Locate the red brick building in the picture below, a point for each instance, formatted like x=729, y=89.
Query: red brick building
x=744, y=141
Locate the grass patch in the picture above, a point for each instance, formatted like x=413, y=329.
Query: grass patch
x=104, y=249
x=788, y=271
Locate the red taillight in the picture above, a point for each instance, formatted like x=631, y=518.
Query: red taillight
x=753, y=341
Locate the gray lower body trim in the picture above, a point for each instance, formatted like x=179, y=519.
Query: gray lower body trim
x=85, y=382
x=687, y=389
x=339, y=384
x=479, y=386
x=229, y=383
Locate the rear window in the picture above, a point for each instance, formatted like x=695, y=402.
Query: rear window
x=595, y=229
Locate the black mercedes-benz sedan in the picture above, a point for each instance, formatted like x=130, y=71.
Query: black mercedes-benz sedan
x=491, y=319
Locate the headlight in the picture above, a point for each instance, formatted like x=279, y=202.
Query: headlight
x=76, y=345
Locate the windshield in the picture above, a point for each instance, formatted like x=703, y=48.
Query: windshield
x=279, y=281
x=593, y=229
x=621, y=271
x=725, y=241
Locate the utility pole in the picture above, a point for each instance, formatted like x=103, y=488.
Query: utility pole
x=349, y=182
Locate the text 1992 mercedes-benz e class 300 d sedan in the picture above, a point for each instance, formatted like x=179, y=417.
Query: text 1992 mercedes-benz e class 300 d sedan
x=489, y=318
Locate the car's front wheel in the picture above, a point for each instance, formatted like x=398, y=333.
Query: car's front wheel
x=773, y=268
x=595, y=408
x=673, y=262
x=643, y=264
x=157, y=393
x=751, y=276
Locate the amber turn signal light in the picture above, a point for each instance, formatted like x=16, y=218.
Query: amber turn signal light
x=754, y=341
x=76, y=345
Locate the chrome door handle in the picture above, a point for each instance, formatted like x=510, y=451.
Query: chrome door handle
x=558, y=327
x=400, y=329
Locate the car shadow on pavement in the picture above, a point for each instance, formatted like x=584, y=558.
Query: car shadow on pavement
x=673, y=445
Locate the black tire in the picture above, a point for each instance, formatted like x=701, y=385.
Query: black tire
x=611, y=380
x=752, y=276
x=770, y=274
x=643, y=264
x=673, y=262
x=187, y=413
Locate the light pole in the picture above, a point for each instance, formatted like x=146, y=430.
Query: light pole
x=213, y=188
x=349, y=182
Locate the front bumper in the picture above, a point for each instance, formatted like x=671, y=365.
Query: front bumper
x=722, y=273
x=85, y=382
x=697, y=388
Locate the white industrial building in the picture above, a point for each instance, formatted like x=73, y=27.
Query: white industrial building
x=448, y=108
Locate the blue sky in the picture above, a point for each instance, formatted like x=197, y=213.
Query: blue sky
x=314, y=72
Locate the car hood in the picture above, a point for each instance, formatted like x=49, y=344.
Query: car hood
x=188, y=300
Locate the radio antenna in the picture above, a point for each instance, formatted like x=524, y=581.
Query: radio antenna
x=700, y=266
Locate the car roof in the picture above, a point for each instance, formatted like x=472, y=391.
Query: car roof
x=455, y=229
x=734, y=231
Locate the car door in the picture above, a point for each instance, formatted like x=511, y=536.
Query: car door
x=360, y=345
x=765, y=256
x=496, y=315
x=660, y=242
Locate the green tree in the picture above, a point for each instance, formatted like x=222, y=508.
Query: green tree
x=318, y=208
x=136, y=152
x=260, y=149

+--

• _The exercise_
Copy every one of the entries above, word for word and in the same order.

• _Response to the exercise_
Locate the red brick building in the picture below, a point for each instance, formatted like x=729, y=89.
Query: red brick building
x=744, y=141
Locate the grass patch in the picture above, a point for each instance, formatted like x=413, y=329.
Query: grass patch
x=104, y=249
x=788, y=271
Locate the red taillight in the picture above, a point for each instance, formatted like x=631, y=518.
Query: red taillight
x=753, y=341
Locate the gray lower body trim in the picture above, a point for each instance, formatted like x=179, y=519.
Query: gray lower body trim
x=85, y=382
x=687, y=389
x=339, y=384
x=479, y=386
x=229, y=383
Locate the rear window in the picture above, a point for each instance, formatted like x=695, y=402.
Query: rear window
x=595, y=229
Locate the black mercedes-benz sedan in the picture above, a point for each instance, formatted like x=130, y=71.
Query: black mercedes-benz sedan
x=491, y=319
Locate the headlight in the picture above, a point for each instance, formatted like x=279, y=202.
Query: headlight
x=76, y=345
Locate the windshield in the picture above, a point for each instance, formatted like x=703, y=48.
Query: windshield
x=279, y=281
x=593, y=229
x=621, y=271
x=725, y=241
Locate the utility pole in the picture above, a point for each instance, formatted like x=103, y=488.
Query: utility pole
x=349, y=182
Locate the text 1992 mercedes-benz e class 300 d sedan in the picture above, a point for each instance, formatted like x=179, y=417.
Query: text 1992 mercedes-benz e class 300 d sedan
x=489, y=318
Locate the car's front wheel in the picture above, a point for each instance, formatted like x=398, y=333.
Query: car's front wheel
x=773, y=268
x=595, y=408
x=673, y=262
x=643, y=264
x=157, y=393
x=751, y=276
Locate the amber turn signal light in the picture above, a point for each instance, formatted like x=16, y=218.
Query: amber turn signal light
x=754, y=341
x=76, y=345
Locate the chrome door handle in the picture above, a point for each instance, formatted like x=510, y=451.
Query: chrome door handle
x=558, y=327
x=400, y=329
Locate the car shadow on pavement in the picture above, a point for each instance, formatted like x=584, y=558.
Query: car shadow on pavement
x=673, y=445
Locate the black tire in the picture above, a point for each instance, formatted like x=701, y=385.
Query: black tire
x=611, y=380
x=752, y=276
x=770, y=274
x=643, y=264
x=673, y=262
x=187, y=413
Locate the light pole in the picture above, a point for each instance, formatted like x=146, y=430.
Query: light pole
x=213, y=188
x=349, y=182
Locate the front bumper in the picture above, a point for each instance, formatted like x=671, y=365.
Query: front bumper
x=722, y=273
x=85, y=382
x=697, y=388
Locate the white industrial building in the picture above, a point for each instance, formatted like x=73, y=27.
Query: white industrial building
x=448, y=108
Locate the blue sky in the picture above, a point for each instance, formatted like x=197, y=213.
Query: blue sky
x=314, y=72
Locate the car hood in the picture above, a point for each instance, formatted like x=49, y=344.
Query: car hood
x=188, y=300
Locate the radio antenna in the picture above, a point for each instance, formatted like x=524, y=581.
Query: radio antenna
x=700, y=266
Locate the car roof in the picture above, a point for each instance, formatted like x=472, y=391.
Query: car roof
x=455, y=229
x=734, y=231
Locate the car door in the picture above, a point for each instance, formatted like x=511, y=536.
Query: car door
x=360, y=345
x=765, y=256
x=496, y=315
x=660, y=242
Locate the green tree in the picture above, a point for each instance, formatted like x=222, y=508.
Query: green tree
x=318, y=208
x=136, y=152
x=260, y=149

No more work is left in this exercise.